## The task
Write out the passage from "By Clare Matheson" to "does remain contradictory." in the article on the smoking ban below, word for word.

## Text section
By Clare Matheson
BBC News business reporter
Shares in tobacco and drinks industry took a dive when the government proposed a ban on smoking in many English pubs and bars in its White Paper on Health.
UK smokers could soon be left out in the cold
But how much of an effect will a ban have on the hospitality trade?
After a year or more of bans in the Republic of Ireland, the US, Canada and Norway, to name but a few, the evidence does remain contradictory.
In the US, New York City authorities point to rising tax receipts as a sign of booming business, yet drinks giant Diageo is bemoaning a 6% drop in Guinness sales as a result of Ireland's ban.
Tobacco firm Gallaher blamed the same ban for declining "rest of world" sales - with Irish sales down 5.3% in the first five months of 2004.
Up in smoke?
Research from BDO Stoy Hayward suggested the hospitality industry will pay the price of a ban.
It said that 32,000 jobs will go as customer numbers fall by 7.6%, leading to a drop in profits of more than £230m ($426m).

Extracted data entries
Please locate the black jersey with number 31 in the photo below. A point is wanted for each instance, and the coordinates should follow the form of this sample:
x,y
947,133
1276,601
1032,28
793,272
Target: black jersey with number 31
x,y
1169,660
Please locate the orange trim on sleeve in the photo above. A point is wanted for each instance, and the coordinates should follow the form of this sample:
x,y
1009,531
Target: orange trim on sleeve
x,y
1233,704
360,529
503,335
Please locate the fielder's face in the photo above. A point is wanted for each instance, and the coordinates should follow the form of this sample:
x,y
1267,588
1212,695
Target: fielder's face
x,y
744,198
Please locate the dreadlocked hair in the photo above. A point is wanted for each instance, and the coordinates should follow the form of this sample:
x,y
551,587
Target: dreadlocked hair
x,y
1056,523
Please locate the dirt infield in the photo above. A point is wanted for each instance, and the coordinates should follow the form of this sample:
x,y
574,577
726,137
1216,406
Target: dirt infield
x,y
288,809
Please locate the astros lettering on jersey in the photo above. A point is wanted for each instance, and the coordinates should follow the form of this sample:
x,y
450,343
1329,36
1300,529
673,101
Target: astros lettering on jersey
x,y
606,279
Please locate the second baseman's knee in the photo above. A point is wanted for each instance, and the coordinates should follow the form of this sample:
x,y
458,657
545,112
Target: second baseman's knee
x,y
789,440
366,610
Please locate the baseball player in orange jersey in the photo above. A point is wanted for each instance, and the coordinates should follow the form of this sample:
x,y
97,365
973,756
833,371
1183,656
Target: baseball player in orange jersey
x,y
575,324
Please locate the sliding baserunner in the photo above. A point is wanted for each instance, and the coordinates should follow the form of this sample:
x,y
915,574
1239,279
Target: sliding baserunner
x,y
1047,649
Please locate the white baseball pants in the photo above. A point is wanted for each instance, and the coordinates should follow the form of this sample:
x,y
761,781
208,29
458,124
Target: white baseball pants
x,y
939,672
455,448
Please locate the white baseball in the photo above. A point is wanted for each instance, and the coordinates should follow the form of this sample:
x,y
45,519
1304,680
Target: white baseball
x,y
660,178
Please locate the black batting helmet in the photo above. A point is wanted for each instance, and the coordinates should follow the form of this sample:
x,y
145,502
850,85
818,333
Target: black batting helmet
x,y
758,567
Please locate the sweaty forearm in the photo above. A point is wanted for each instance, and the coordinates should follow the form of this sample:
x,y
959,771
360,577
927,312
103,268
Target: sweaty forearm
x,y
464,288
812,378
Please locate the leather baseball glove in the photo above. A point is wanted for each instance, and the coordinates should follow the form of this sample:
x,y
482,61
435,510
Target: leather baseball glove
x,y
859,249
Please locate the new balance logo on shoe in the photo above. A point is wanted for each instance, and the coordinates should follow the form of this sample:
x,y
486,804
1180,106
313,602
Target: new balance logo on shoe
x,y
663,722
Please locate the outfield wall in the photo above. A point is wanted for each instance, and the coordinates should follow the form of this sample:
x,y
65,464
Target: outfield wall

## Exercise answer
By Clare Matheson
BBC News business reporter
Shares in tobacco and drinks industry took a dive when the government proposed a ban on smoking in many English pubs and bars in its White Paper on Health.
UK smokers could soon be left out in the cold
But how much of an effect will a ban have on the hospitality trade?
After a year or more of bans in the Republic of Ireland, the US, Canada and Norway, to name but a few, the evidence does remain contradictory.